21. Whyte, W. A., Orlando, D. A., Hnisz, D., Abraham, B. J. & Lin, C. Y. Master transcription factors and mediator establish super-enhancers at key cell identity genes. Cell (2013).

22. Furlan-Magaril, M. & Rincon-Arano, H. Sequential chromatin immunoprecipitation protocol: ChlP-reChlP. DNA-Protein Interactions: ... (2009).

Kumar, R. M. et al. Deconstructing transcriptional heterogeneity in pluripotent stem cells. Nature 516, 56-61 (2014).

Garber, M. et al. A high-throughput chromatin immunoprecipitation approach reveals principles of dynamic gene regulation in mammals. Mol Cell 47, 810-822 (2012).

Claims

WHAT IS CLAIMED IS:

1. A method of analyzing DNA molecules in a cell sample, said DNA molecules having DNA binding moiety signatures which are defined by at least two non-identical DNA binding moieties, the method comprising:

(a) labeling DNA molecules of the cell sample with a label that indexes the identity of at least two of the DNA binding moieties of said signatures so as to generate subpopulations of differentially labeled DNA molecules, each subpopulation being in a separate container, wherein said labeling indexes one DNA binding moiety per DNA molecule;

(b) labeling said differentially labeled molecules with another label which indexes the identity of another DNA binding moiety of said signature; and

(c) analyzing the DNA comprising said first label and said second label.

2. The method of claim 1, wherein said label is a nucleic acid label.

3. The method of claim 1, wherein said labeling of step (a) comprises attaching no more than one label per DNA molecule.

4. The method of claim 1, wherein said labeling comprises end-labeling.

5. The method of claim 1, wherein said labeling of step (b) comprises attaching no more than one label per DNA molecule.

Stored data entries.
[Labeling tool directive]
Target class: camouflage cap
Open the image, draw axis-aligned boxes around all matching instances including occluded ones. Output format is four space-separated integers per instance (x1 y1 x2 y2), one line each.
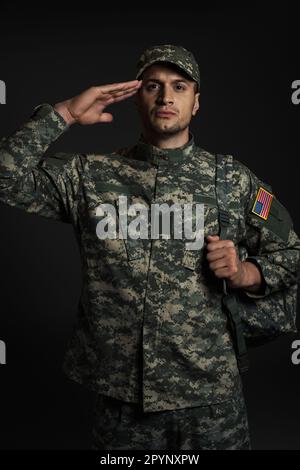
136 44 200 91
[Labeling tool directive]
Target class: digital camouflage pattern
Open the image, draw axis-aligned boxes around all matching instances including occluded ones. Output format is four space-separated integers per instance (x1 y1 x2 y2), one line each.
136 44 200 91
216 155 299 344
0 105 300 412
93 394 251 450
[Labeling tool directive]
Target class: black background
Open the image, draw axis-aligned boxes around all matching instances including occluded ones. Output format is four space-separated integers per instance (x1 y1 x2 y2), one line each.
0 2 300 449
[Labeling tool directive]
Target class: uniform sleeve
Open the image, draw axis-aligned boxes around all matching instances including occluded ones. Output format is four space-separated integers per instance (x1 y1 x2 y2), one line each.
0 104 83 222
236 158 300 298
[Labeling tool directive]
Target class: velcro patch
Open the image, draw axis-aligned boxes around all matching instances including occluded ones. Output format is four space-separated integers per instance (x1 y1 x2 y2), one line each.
252 186 273 220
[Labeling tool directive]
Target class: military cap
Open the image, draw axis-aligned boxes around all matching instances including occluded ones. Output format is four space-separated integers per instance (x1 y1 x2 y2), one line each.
136 44 200 91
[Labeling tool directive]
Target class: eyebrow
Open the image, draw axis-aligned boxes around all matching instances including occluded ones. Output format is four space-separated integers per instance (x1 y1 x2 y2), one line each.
145 78 189 84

Activity 1.
Reproduce the patent text word for word, between "21. Whyte, W." and "47, 810-822 (2012).", inclusive.
Activity 2.
Resume the patent text, starting right after its last sentence.
This material was taken from a separate source.

Reply 1.
21. Whyte, W. A., Orlando, D. A., Hnisz, D., Abraham, B. J. & Lin, C. Y. Master transcription factors and mediator establish super-enhancers at key cell identity genes. Cell (2013).

22. Furlan-Magaril, M. & Rincon-Arano, H. Sequential chromatin immunoprecipitation protocol: ChlP-reChlP. DNA-Protein Interactions: ... (2009).

Kumar, R. M. et al. Deconstructing transcriptional heterogeneity in pluripotent stem cells. Nature 516, 56-61 (2014).

Garber, M. et al. A high-throughput chromatin immunoprecipitation approach reveals principles of dynamic gene regulation in mammals. Mol Cell 47, 810-822 (2012).

Reply 2.
6. The method of claim 1, further comprising repeating step (b) using an additional label prior to step (c).

7. The method of claim 1, wherein neither said first DNA binding moiety nor said second DNA binding moiety bind to more than 50 % of the DNA of the sample.

8. The method of claim 1, further comprising pooling said subpopulations to generate a pooled sample of differentially labeled DNA molecules following step (a) and prior to step (b).

9. The method of claim 1, further comprising shearing the DNA of the cell sample prior to step (a).

10. The method of claim 1, wherein said analyzing comprises sequencing said DNA.

11. The method of any one of claims 1-10, further comprising analyzing said DNA binding moieties following step (b).

12. The method of any one of claims 1-11, wherein said DNA is no longer than 500 bases.

13. The method of any one of claims 1-12, wherein said DNA binding moiety is a DNA binding protein.

14. The method of claim 13, wherein said DNA binding protein is a histone.

15. The method of claim 13, wherein said DNA binding protein is a transcription factor.

16. The method of any one of claims 1-12, wherein said DNA binding moiety is a drug.

17. The method of any one of claims 1-16 wherein said sample is derived from cells of a single type or line.

18. The method of claim 14, wherein said histone is a post-translationally modified histone.

19. The method of claim 18, wherein said post-translationally modified histone is a methylation or acetylation.

20. The method of claim 19, wherein said post-translationally modified histone is selected from the group consisting of H3K4mel, H3K4me2, H3K4me3 and H3K27ac.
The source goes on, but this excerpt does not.